Provided records:
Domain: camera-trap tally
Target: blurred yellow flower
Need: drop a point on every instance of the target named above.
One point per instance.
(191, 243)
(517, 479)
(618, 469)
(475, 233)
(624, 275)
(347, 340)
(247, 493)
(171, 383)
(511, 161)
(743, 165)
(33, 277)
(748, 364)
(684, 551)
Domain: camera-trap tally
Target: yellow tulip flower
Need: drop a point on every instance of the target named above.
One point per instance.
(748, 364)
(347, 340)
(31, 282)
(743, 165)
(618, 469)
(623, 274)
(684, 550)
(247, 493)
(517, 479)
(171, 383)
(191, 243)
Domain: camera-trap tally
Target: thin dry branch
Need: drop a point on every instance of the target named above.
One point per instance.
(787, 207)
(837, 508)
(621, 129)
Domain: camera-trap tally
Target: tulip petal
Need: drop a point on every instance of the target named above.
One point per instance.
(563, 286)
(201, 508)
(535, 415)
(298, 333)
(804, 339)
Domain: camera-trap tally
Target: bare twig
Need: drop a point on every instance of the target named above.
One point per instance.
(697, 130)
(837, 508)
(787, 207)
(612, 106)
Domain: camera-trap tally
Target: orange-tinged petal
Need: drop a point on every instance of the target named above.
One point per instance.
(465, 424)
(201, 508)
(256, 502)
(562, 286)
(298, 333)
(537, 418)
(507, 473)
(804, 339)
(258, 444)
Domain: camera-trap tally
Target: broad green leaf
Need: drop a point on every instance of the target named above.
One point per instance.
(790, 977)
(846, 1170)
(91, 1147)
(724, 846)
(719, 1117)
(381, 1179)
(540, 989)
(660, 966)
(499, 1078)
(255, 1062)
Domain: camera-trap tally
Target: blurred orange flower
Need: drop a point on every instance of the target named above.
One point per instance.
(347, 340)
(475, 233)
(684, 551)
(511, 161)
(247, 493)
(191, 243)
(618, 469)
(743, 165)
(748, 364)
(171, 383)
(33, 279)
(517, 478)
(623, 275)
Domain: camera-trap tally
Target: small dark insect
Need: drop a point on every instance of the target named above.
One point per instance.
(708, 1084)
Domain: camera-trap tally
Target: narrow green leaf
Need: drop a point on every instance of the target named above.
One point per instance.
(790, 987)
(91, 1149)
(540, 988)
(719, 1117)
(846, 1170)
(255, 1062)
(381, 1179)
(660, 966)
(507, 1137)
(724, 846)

What the exercise asks: Convert all the entries above into a two-column CSV with the header row instruction,points and one row per entry. Put each entry's full text under instruction and its listed points under points, with every field in double quotes and line breaks replaced by spaces.

The response:
instruction,points
"Domain: camera-trap tally Target: blurred yellow flower Need: drop a point on every instance of the target named above. One point per instance.","(191, 243) (517, 479) (618, 469) (475, 233) (624, 275) (347, 340) (247, 493) (171, 383) (511, 161) (743, 165) (33, 277) (748, 364) (684, 551)"
"Domain: camera-trap tally Target: yellow tulip flower Need: drop a point on every instance of the target named above. One point per instance.","(748, 364) (347, 340) (31, 282) (743, 165) (618, 469) (623, 274) (684, 550) (247, 493) (517, 479) (171, 383) (191, 243)"
"Domain: camera-trap tally Target: thin dry branch Need: drop a point on every instance of the target named above. One point per instance.","(787, 207) (837, 508) (621, 129)"
"Domain: camera-trap tally Target: tulip petal Need: drop a point on every instance of the target named above. One point per instance.","(563, 286) (201, 508) (535, 415) (298, 333) (804, 339)"
"Domain: camera-trap tally Target: bare twig Need: drop a point on every instance of the target named above. One point per instance.","(697, 130) (837, 508) (787, 207) (612, 106)"
"Domain: camera-trap tally Target: orange-tinged petal Need: drop a point on every instance of the target named above. One point per instance.","(465, 424) (201, 508) (256, 502) (562, 286) (298, 333) (537, 418) (507, 473) (804, 339) (258, 444)"
"Domain: camera-trap tally Target: broad green leaf Need: drop a point on every instance of the target named above. One point per instance.","(790, 977) (846, 1170) (91, 1147) (724, 846) (719, 1117) (381, 1179) (540, 989) (660, 966) (499, 1078) (255, 1062)"
"Domain: camera-trap tally Target: blurred orange flower Need: drop a point on every instance of the target named above. One point per instance.","(347, 340) (475, 233) (684, 551) (511, 161) (247, 493) (191, 243) (618, 469) (743, 165) (748, 364) (171, 383) (33, 279) (517, 478) (623, 275)"
"Domain: camera-trap tally Target: small dark insect Need: drop a point on every instance of the target named above. One point per instance.","(708, 1084)"
"Domain: camera-trap tally Target: narrow green leaf Need: drop a point on every instance of the target named above. One point per instance.","(790, 987) (91, 1149) (540, 988) (719, 1117) (846, 1170) (255, 1062) (381, 1179) (660, 966) (507, 1137) (724, 846)"